# [Record excerpts]
***

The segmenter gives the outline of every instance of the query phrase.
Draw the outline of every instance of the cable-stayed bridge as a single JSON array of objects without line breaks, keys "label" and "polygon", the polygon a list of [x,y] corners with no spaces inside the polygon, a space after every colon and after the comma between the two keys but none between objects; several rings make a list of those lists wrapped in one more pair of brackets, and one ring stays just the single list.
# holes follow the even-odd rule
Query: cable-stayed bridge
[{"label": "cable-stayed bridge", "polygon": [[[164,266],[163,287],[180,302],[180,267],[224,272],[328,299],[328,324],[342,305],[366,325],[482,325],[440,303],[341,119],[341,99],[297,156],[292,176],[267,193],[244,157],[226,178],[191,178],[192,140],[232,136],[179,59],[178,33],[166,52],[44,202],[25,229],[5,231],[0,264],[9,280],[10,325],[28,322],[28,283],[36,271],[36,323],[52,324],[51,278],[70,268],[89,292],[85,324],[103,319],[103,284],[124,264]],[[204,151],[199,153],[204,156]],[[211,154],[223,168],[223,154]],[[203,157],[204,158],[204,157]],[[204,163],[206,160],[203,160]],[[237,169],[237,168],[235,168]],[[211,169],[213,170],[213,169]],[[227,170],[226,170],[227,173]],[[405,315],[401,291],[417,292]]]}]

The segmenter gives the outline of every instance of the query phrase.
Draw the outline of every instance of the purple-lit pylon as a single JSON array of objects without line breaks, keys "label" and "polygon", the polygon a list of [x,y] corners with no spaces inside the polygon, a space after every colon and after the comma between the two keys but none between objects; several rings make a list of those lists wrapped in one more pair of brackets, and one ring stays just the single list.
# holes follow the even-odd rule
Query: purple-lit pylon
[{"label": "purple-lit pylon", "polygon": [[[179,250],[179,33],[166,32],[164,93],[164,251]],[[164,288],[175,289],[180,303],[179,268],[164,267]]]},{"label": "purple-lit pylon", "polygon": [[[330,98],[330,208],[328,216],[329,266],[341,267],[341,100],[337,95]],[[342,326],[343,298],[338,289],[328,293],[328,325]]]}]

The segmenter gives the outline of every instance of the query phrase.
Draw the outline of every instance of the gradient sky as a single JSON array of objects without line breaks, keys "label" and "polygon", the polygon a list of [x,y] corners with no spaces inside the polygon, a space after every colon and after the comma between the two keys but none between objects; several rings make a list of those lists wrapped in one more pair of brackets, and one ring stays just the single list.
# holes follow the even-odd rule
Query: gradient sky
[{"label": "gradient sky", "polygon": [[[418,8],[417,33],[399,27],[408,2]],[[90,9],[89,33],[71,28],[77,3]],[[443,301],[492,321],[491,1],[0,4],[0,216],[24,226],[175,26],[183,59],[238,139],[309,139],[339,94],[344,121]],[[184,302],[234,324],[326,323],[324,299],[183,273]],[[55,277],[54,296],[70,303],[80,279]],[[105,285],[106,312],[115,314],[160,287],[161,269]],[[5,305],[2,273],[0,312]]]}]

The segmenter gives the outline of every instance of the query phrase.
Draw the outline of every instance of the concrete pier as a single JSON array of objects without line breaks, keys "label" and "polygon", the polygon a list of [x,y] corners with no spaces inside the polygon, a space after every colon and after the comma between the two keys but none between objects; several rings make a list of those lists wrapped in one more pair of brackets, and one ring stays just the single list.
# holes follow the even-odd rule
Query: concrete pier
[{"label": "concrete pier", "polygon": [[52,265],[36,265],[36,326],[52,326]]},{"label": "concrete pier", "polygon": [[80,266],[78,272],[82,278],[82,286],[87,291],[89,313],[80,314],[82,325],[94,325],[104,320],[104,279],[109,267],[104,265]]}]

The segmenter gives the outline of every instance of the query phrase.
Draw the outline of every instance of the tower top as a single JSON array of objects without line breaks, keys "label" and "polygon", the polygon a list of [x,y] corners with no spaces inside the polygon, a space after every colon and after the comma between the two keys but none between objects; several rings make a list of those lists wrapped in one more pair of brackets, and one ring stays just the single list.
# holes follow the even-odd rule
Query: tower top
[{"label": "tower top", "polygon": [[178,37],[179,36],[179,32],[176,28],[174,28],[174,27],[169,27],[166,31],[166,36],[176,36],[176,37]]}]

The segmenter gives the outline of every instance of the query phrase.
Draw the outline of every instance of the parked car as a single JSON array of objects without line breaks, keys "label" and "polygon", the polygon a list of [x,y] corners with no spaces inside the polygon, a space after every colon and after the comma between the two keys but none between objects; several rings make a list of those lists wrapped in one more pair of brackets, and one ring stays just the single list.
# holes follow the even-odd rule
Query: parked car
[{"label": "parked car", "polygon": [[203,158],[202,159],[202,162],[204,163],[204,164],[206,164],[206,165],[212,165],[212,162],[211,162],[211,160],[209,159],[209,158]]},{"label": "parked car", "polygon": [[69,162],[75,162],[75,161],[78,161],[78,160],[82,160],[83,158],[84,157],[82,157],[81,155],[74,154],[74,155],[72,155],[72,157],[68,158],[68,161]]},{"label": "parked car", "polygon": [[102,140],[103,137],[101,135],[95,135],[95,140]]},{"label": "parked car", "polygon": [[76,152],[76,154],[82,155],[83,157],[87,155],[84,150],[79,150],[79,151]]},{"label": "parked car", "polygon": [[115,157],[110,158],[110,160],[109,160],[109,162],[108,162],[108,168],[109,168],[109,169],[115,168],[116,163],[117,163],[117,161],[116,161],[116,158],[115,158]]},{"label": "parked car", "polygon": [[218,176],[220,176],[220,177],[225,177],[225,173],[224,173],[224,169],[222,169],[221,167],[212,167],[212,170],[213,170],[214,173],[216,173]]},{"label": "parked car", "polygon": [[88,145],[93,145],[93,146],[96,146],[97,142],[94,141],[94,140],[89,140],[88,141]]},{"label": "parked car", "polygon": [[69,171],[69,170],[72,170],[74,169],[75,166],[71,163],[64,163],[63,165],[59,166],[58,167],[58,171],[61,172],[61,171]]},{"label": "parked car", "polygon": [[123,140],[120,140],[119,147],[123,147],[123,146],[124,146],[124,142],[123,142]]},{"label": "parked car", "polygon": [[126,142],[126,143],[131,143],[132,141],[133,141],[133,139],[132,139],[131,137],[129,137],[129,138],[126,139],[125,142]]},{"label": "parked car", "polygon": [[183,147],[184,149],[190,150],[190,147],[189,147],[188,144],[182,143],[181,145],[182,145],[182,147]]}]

***

# [What is expected]
Update all of the data above so that "segmenter" becomes "outliner" wherever it appears, and leave every other character as it is.

# [Solution for this problem]
The outliner gives the outline of every instance of the query phrase.
Draw the outline of every instance of the cable-stayed bridge as a single JSON array of objects without line breaks, keys "label" and "polygon", the polygon a list of [x,y] corners with no spaces inside the polygon, a space after every colon and after the comma between the two keys but none between objects; several rings make a list of those lists wrapped in one more pair of brackets, and one ring stays just the single list.
# holes follow the even-odd rule
Query: cable-stayed bridge
[{"label": "cable-stayed bridge", "polygon": [[[164,266],[163,287],[180,302],[180,267],[224,272],[328,299],[328,324],[342,305],[366,325],[482,325],[440,303],[341,119],[341,99],[297,156],[292,176],[267,193],[244,157],[226,178],[191,178],[192,140],[232,136],[179,59],[178,33],[166,52],[44,202],[25,229],[5,231],[0,264],[9,280],[10,325],[28,322],[28,283],[36,271],[36,323],[52,324],[51,278],[70,268],[89,292],[85,324],[103,319],[103,284],[124,264]],[[204,151],[199,153],[204,156]],[[211,154],[223,168],[223,154]],[[203,157],[204,158],[204,157]],[[204,163],[206,160],[203,160]],[[237,169],[237,168],[235,168]],[[211,169],[213,170],[213,169]],[[227,170],[226,170],[227,173]],[[405,315],[401,291],[417,292]]]}]

The outliner gives the outline of every instance of the query phrase.
Draw the outline of every instance of the purple-lit pylon as a single JSON array of objects without line breaks, keys "label" and "polygon", the polygon a list of [x,y] corners with no spaces inside the polygon, a space after every colon and after the comma between the two keys but none between objects; several rings make a list of those lists wrapped in one more pair of brackets, and one ring stays just the single list.
# holes follow the even-odd rule
Query: purple-lit pylon
[{"label": "purple-lit pylon", "polygon": [[[179,250],[179,33],[166,32],[164,93],[164,251]],[[164,288],[175,289],[180,303],[179,268],[164,267]]]},{"label": "purple-lit pylon", "polygon": [[[330,98],[330,208],[328,216],[329,266],[341,267],[341,100],[337,95]],[[342,326],[343,298],[338,289],[328,293],[328,325]]]}]

The outliner gives the outline of every instance of the query phrase.
Draw the outline of every instance of the gradient sky as a single JSON array of objects without line breaks, keys "label" and "polygon", the polygon a list of [x,y] corners with no spaces inside the polygon, a space after every colon and after the comma between the two keys but none between objects; several rings make a list of those lists wrapped in one more pair of brackets, and one ring stays just the single list.
# holes follow the even-odd rule
Query: gradient sky
[{"label": "gradient sky", "polygon": [[[418,8],[417,33],[399,27],[408,2]],[[90,9],[89,33],[71,28],[77,3]],[[443,301],[492,321],[491,1],[0,4],[0,216],[24,226],[175,26],[183,59],[238,139],[309,139],[339,94],[344,121]],[[184,302],[234,324],[326,323],[324,299],[183,273]],[[55,277],[54,296],[70,303],[80,279]],[[105,285],[106,312],[115,314],[160,287],[161,269]],[[5,305],[2,273],[0,312]]]}]

The outliner gives the outline of every instance of the query phrase.
Draw the outline of every instance of the concrete pier as a single JSON array of objects without line breaks, keys "label" and "polygon", the polygon a list of [x,y] corners with no spaces inside the polygon, a space after every colon and after the comma between the two keys but none between objects; several rings make a list of those lists wrapped in one more pair of brackets, and one ring stays just the single list.
# holes follow the even-odd rule
Query: concrete pier
[{"label": "concrete pier", "polygon": [[52,265],[36,265],[36,326],[52,326]]},{"label": "concrete pier", "polygon": [[80,266],[78,272],[82,278],[82,286],[87,291],[89,313],[80,314],[82,325],[94,325],[104,320],[104,279],[109,267],[104,265]]}]

The outliner gives the outline of every instance of the query phrase.
Draw the outline of every instance of the tower top as a single JSON array of objects without line breaks, keys "label" and "polygon", the polygon a list of [x,y] corners with no spaces inside the polygon, a space after every colon and after the comma between the two keys but none between objects; several rings make a list of those lists wrapped in one more pair of brackets, and one ring stays just the single list.
# holes follow the even-odd rule
Query: tower top
[{"label": "tower top", "polygon": [[178,37],[179,36],[179,32],[176,28],[174,28],[174,27],[169,27],[166,31],[166,36],[176,36],[176,37]]}]

The outliner gives the outline of every instance of the query phrase.
Draw the outline of every instance of the parked car as a single JSON array of objects without line breaks, keys "label" and "polygon", the polygon a list of [x,y] corners with no spaces inside the polygon, a space after every colon and after the comma between the two keys but none between objects; several rings make a list of those lists wrapped in one more pair of brackets, and one ring stays just the single list.
# holes follow the even-odd rule
Query: parked car
[{"label": "parked car", "polygon": [[203,158],[202,159],[202,162],[204,163],[204,164],[206,164],[206,165],[212,165],[212,162],[211,162],[211,160],[209,159],[209,158]]},{"label": "parked car", "polygon": [[69,162],[75,162],[75,161],[78,161],[78,160],[82,160],[83,158],[84,157],[82,157],[81,155],[74,154],[74,155],[72,155],[72,157],[68,158],[68,161]]},{"label": "parked car", "polygon": [[102,140],[103,137],[101,135],[95,135],[95,140]]},{"label": "parked car", "polygon": [[76,152],[76,154],[82,155],[83,157],[87,155],[84,150],[79,150],[79,151]]},{"label": "parked car", "polygon": [[115,157],[110,158],[110,160],[109,160],[109,162],[108,162],[108,168],[109,168],[109,169],[115,168],[116,163],[117,163],[117,161],[116,161],[116,158],[115,158]]},{"label": "parked car", "polygon": [[218,176],[220,176],[220,177],[225,177],[225,173],[224,173],[224,169],[222,169],[221,167],[212,167],[212,170],[213,170],[214,173],[216,173]]},{"label": "parked car", "polygon": [[88,145],[93,145],[93,146],[96,146],[97,142],[94,141],[94,140],[89,140],[88,141]]},{"label": "parked car", "polygon": [[69,171],[69,170],[72,170],[74,169],[75,166],[71,163],[64,163],[63,165],[59,166],[58,167],[58,171],[61,172],[61,171]]},{"label": "parked car", "polygon": [[123,140],[120,140],[119,147],[123,147],[123,146],[124,146],[124,142],[123,142]]},{"label": "parked car", "polygon": [[126,142],[126,143],[131,143],[132,141],[133,141],[133,139],[132,139],[131,137],[129,137],[129,138],[126,139],[125,142]]},{"label": "parked car", "polygon": [[183,147],[184,149],[190,150],[190,147],[189,147],[188,144],[182,143],[181,145],[182,145],[182,147]]}]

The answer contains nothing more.